_Supplied information_.
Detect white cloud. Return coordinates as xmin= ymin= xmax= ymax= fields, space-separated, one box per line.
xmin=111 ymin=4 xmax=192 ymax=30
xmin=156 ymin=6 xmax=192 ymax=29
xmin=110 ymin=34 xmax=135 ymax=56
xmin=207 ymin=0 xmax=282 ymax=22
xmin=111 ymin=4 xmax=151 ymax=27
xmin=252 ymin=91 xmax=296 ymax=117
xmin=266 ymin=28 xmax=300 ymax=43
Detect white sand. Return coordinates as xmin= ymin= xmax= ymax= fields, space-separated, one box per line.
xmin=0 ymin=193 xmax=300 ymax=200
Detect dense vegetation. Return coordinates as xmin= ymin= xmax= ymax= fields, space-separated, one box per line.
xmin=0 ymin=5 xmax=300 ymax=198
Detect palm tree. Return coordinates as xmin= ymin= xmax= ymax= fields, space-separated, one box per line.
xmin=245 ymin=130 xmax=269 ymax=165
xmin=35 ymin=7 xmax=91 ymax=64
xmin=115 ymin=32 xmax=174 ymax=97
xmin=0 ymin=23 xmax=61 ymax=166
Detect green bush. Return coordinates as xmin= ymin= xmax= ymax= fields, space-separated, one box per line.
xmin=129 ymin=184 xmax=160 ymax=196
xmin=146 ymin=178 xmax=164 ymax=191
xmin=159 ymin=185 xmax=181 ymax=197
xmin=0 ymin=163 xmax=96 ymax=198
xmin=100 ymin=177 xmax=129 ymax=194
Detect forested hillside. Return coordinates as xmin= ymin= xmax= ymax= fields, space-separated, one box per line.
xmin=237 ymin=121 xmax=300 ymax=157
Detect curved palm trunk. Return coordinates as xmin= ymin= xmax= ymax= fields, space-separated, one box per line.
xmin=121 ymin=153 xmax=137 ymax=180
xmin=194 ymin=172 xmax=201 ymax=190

_Work required_.
Retype the whole listing above line for line, keeping every word, number and space unchanged.

_Answer for this exercise_.
Detect white cloud. Return coordinates as xmin= ymin= xmax= ymax= fields, space-separated, one box per line.
xmin=111 ymin=4 xmax=192 ymax=30
xmin=156 ymin=6 xmax=192 ymax=29
xmin=110 ymin=34 xmax=135 ymax=56
xmin=207 ymin=0 xmax=282 ymax=22
xmin=111 ymin=4 xmax=151 ymax=27
xmin=252 ymin=91 xmax=296 ymax=117
xmin=266 ymin=28 xmax=300 ymax=43
Detect white sand. Return coordinates as xmin= ymin= xmax= ymax= fields, space-separated, one box per line.
xmin=0 ymin=193 xmax=300 ymax=200
Detect dense vegetation. Return coordinates as xmin= ymin= xmax= ymax= fields, space-separated, one box per line.
xmin=0 ymin=5 xmax=300 ymax=198
Detect palm tree. Return coordinates as xmin= ymin= xmax= ymax= fields, space-separated, one box per line.
xmin=245 ymin=130 xmax=269 ymax=165
xmin=35 ymin=7 xmax=91 ymax=64
xmin=115 ymin=32 xmax=174 ymax=97
xmin=0 ymin=23 xmax=61 ymax=166
Detect green bush. Return coordinates as xmin= ymin= xmax= ymax= fields, space-separated, one box per line.
xmin=129 ymin=184 xmax=160 ymax=196
xmin=146 ymin=178 xmax=164 ymax=191
xmin=159 ymin=185 xmax=181 ymax=197
xmin=0 ymin=163 xmax=96 ymax=198
xmin=100 ymin=177 xmax=129 ymax=194
Detect forested hillside. Return coordinates as xmin= ymin= xmax= ymax= fields, space-separated, one box per line.
xmin=237 ymin=121 xmax=300 ymax=157
Detect curved palm trunk. Return coordinates as xmin= ymin= xmax= ymax= fields, space-separated, one box per line.
xmin=121 ymin=153 xmax=137 ymax=180
xmin=194 ymin=172 xmax=201 ymax=190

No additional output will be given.